WHAT THE TASK ASKS:
The response must reproduce exactly every line of the material below holding the word "street".

RECORDS FOR THE TASK:
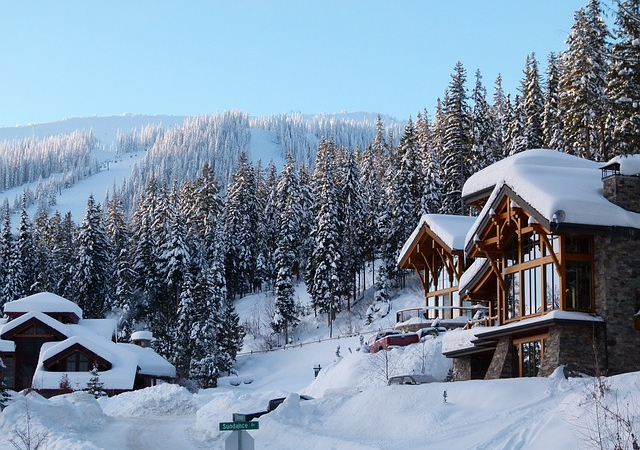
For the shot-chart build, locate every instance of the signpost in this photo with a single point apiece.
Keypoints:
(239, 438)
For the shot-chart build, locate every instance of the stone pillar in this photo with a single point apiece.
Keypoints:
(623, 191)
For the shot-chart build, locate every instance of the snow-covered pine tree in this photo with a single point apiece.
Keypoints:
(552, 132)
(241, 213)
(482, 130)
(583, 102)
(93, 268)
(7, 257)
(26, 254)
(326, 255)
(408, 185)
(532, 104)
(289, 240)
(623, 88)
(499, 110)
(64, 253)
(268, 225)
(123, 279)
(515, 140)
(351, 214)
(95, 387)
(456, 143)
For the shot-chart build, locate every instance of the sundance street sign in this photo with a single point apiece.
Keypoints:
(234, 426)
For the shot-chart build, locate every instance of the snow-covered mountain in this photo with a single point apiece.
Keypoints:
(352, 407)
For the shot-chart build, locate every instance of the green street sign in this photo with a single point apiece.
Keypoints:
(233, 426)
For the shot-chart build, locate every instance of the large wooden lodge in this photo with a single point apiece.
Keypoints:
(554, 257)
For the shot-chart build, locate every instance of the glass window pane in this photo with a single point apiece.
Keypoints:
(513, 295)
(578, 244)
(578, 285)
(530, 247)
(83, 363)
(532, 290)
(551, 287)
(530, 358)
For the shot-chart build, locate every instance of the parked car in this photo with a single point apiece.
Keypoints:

EXERCISE OUTPUT:
For the shot-chart build, locate every instance of the sundance street sign in this photo with a single point apiece.
For the shot-chart build, locate every instance of the green street sign in this photo with a single point apiece.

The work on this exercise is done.